• [Written request]: Count the lines in the entries below that contain the string "instance", matching case exactly. Reply with the number only.

• [Exercise data]:
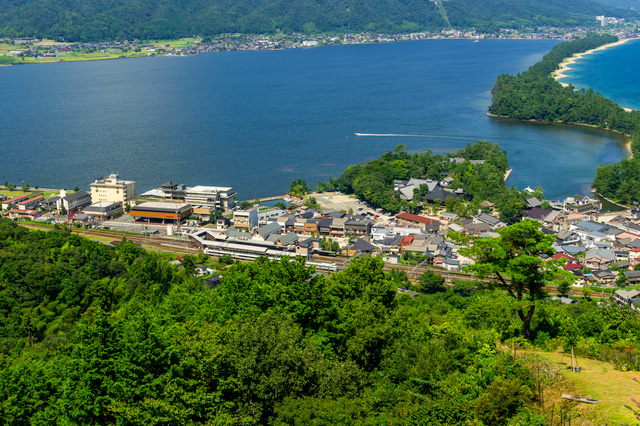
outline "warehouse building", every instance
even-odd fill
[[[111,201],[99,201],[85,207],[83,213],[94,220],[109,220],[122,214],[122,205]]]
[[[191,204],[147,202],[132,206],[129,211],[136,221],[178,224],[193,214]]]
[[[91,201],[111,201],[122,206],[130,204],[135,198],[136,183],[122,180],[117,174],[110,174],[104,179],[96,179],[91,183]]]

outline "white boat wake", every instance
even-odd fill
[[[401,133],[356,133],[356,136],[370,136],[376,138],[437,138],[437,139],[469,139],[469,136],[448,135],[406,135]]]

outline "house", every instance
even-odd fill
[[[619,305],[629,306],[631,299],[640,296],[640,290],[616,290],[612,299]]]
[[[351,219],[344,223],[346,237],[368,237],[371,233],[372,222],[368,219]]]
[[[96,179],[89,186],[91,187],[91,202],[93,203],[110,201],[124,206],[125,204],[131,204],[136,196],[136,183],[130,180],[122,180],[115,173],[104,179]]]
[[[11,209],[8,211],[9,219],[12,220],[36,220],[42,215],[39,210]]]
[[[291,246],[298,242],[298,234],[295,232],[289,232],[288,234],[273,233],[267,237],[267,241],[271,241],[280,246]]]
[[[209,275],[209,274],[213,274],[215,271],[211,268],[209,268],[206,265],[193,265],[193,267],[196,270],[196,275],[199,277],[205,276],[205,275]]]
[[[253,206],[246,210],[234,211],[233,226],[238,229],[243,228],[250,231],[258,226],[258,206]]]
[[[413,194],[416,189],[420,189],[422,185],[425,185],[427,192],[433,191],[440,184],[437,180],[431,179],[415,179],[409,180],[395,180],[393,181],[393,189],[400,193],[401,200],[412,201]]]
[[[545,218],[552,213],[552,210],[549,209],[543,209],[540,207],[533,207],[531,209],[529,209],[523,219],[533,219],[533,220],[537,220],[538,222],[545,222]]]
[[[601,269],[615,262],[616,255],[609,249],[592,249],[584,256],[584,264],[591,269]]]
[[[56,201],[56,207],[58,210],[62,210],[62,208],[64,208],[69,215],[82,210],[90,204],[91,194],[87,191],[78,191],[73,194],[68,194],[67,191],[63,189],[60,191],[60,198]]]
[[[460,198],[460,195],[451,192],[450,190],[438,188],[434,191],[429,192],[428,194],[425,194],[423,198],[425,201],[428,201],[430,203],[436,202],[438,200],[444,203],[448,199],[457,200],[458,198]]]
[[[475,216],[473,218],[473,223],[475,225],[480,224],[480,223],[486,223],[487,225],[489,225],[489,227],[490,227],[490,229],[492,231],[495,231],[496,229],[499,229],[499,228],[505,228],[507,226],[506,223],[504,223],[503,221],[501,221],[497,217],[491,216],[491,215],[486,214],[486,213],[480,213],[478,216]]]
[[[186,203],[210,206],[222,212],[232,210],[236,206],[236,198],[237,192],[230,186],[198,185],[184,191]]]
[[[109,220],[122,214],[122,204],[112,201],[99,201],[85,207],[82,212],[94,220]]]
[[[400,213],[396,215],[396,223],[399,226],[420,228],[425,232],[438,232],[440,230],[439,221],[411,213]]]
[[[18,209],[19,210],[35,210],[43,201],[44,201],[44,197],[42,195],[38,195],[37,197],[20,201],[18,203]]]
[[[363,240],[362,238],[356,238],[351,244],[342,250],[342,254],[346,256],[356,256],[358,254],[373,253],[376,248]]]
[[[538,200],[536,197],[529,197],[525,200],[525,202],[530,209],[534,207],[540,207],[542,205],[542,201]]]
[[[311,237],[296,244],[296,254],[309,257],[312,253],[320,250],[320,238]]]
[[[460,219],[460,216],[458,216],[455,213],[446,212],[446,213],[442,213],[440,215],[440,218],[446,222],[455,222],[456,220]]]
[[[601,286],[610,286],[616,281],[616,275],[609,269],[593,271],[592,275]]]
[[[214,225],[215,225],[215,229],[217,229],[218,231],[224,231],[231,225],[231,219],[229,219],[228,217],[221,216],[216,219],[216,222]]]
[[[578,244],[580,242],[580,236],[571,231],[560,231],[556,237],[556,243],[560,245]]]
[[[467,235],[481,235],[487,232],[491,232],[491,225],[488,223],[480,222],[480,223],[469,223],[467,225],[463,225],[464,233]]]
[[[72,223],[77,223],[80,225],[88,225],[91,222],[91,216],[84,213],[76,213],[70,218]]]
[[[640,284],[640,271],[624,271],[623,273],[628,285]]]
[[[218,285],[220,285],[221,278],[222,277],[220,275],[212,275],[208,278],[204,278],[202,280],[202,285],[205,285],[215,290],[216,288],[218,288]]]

• [Answer]: 3